---- Available records

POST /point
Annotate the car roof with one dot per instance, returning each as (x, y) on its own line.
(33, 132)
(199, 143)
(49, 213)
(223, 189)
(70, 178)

--------

* Task directions *
Nothing should be dropped: transcribe all the material exactly.

* Written response *
POST /point
Annotate the car roof with one dot per instance, returning each as (x, y) on its own line.
(33, 132)
(199, 143)
(49, 213)
(223, 189)
(70, 178)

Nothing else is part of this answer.